-- TEXTE DE LECTURE --
━━━━━━━━━━━━━━━━

Depuis, les grilles ploient les unes après les autres et le pont des Arts offre, en plus du spectacle désolant d’une décharge de ferraille en plein air, celui de grilles arrachées, de planches de bois recouvertes de tags et de barrières de chantier en tôle verte. A la diversité de ces cloisonnements s’ajoutent désormais quelques panneaux de verre dont la mairie de Paris expérimente la pose. Demain peut-être expérimentera-t-elle la suppression des ponts, dès lors qu’elle lui permettra de sauver l’essentiel : ne pas interdire les cadenas.

Car l’argument avancé pour refuser une telle interdiction ne convainc guère : elle obligerait à déployer chaque jour un fort dispositif policier. Il est vrai que celle des crottes de chien ou des graffitis implique, sur chaque trottoir et devant chaque mur, la présence d’un policier à l’affût, et que la zone concernée par l’interdiction serait particulièrement vaste.

Le problème dans cette affaire, c’est que l’exécutif parisien, au lieu d’aborder les cadenas de manière rationnelle, le fait sous l’angle de l’amour, mêlant allègrement sphère privée et espace public. La maire de Paris présentait, lors du conseil de Paris du 16 juin 2014, Bruno Julliard comme son adjoint chargé de l’amour, celui-ci se disant chargé de la mission (terrifiante) de réguler les preuves d’amour. Appréhendés de la sorte, les « cadenas d’amour » deviennent, sur le site internet de la mairie de Paris, un « épais manteau scintillant ». Ainsi immunisés, ils ne peuvent plus être interdits : les interdire, ce serait interdire l’amour, ce que la maire de Paris, qui s’ébroue dans un monde d’amour et d’eau fraîche, ne peut concevoir (alors qu’il suffirait de les rebaptiser « cadenas de chasteté » ou « cadenas de censure » pour qu’elle ordonne leur interdiction dans des cris d’orfraie).

Ce que révèlent surtout la bienveillance de l’exécutif parisien à l’égard des cadenas et sa volonté de leur trouver une alternative, comme s’il était désormais acquis qu’attester de son amour dans l’espace public était un droit imprescriptible, c’est son inaptitude à la transcendance et à l’humilité.

Car la pose d’un cadenas, la projection d’un message ou la fixation d’un ruban témoignent d’une manie participative incapable de se satisfaire du magistère et de l’universalité d’un lieu ; d’une célébration puérile du moi refusant l’humilité devant ce qui le dépasse.

━━━━━━━━━━━━━━━━

-- DONNÉES FOURNIES --
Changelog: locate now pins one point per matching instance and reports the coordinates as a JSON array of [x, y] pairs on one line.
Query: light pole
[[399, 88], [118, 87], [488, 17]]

━━━━━━━━━━━━━━━━

-- CONSIGNE 1 --
Recopiez le passage du texte sur les cadenas du pont des Arts en commençant à « Ce que révèlent » et en terminant à « qui le dépasse. ».
-- CONSIGNE 2 --
Traduisez en anglais la phrase suivante, tirée du texte sur les cadenas du pont des Arts : « A la diversité de ces cloisonnements s’ajoutent désormais quelques panneaux de verre dont la mairie de Paris expérimente la pose. »
-- CONSIGNE 3 --
Résumez en deux phrases le texte sur les cadenas du pont des Arts.

-- RÉPONSE COMPLÈTE 1 --
Ce que révèlent surtout la bienveillance de l’exécutif parisien à l’égard des cadenas et sa volonté de leur trouver une alternative, comme s’il était désormais acquis qu’attester de son amour dans l’espace public était un droit imprescriptible, c’est son inaptitude à la transcendance et à l’humilité.

Car la pose d’un cadenas, la projection d’un message ou la fixation d’un ruban témoignent d’une manie participative incapable de se satisfaire du magistère et de l’universalité d’un lieu ; d’une célébration puérile du moi refusant l’humilité devant ce qui le dépasse.

-- RÉPONSE COMPLÈTE 2 --
To the variety of these partitions are now added a few glass panels, whose installation the Paris city hall is testing.

-- RÉPONSE COMPLÈTE 3 --
Sur le pont des Arts, les grilles ploient les unes après les autres, et la mairie de Paris expérimente la pose de panneaux de verre tout en refusant d’interdire les cadenas. Selon l’auteur, l’exécutif parisien aborde les cadenas sous l’angle de l’amour plutôt que de manière rationnelle, ce qui révèle son inaptitude à la transcendance et à l’humilité.